## TASK DETAILS:
Rewrite the lines below as a numbered list and omit any blank lines.
::: EXTRACTED INFORMATION :::
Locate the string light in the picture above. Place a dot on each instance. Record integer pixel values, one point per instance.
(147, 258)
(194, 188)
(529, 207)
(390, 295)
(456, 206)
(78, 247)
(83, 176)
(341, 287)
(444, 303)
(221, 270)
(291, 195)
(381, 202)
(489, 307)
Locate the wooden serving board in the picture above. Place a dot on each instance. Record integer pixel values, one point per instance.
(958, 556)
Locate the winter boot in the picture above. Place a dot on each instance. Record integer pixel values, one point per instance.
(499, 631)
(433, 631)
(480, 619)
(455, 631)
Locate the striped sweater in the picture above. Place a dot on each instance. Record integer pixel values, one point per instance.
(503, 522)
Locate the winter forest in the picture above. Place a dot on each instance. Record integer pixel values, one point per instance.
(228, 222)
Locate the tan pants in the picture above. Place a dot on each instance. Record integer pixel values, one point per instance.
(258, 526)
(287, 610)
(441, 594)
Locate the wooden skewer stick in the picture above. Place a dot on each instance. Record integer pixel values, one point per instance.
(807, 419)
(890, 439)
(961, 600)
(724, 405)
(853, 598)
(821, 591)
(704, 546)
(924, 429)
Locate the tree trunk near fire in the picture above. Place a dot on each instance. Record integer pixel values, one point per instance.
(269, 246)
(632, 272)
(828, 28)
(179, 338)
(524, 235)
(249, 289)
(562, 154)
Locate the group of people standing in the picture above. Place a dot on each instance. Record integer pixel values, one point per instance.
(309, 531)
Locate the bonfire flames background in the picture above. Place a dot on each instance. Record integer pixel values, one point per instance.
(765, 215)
:::
## SOLUTION:
1. Locate the string light in the picture above. Place a dot on each instance. Record integer pixel values, one point per instance.
2. (147, 258)
3. (194, 188)
4. (529, 207)
5. (390, 295)
6. (456, 206)
7. (78, 247)
8. (83, 176)
9. (341, 287)
10. (444, 303)
11. (221, 270)
12. (291, 195)
13. (381, 202)
14. (489, 307)
15. Locate the wooden serving board in the picture above. Place a dot on each instance. Record integer pixel values, one point per instance.
16. (958, 556)
17. Locate the winter boot in the picture above. Place a dot on each instance. Record integer pixel values, one point per instance.
18. (499, 631)
19. (433, 631)
20. (480, 619)
21. (455, 631)
22. Locate the striped sweater in the picture above. Place a dot on each instance. Record integer pixel values, one point per instance.
23. (503, 522)
24. Locate the winter forest in the picture above. Place a dot on each instance. Record integer pixel values, one point per instance.
25. (228, 222)
26. Locate the tan pants in the picture above. Place a dot on each instance. Record integer pixel values, one point per instance.
27. (258, 526)
28. (287, 610)
29. (441, 594)
30. Locate the wooden skewer stick in the picture above. Place a dot on each instance. Record integer pixel values, one point per instance.
31. (807, 419)
32. (890, 439)
33. (961, 600)
34. (724, 405)
35. (853, 598)
36. (821, 591)
37. (704, 546)
38. (924, 429)
39. Locate the tree trunk near fire in the picture above. Place a dot on each instance. Record integer pixel values, one point per instance.
40. (269, 246)
41. (632, 272)
42. (828, 28)
43. (179, 338)
44. (524, 235)
45. (249, 289)
46. (562, 154)
47. Locate the group of people standing in the picture above. Place a dot on each instance. Record integer pixel values, one point per instance.
48. (309, 531)
49. Locate the bonfire flames background in the picture above. Place a dot on each instance. Record integer pixel values, one point per instance.
50. (765, 215)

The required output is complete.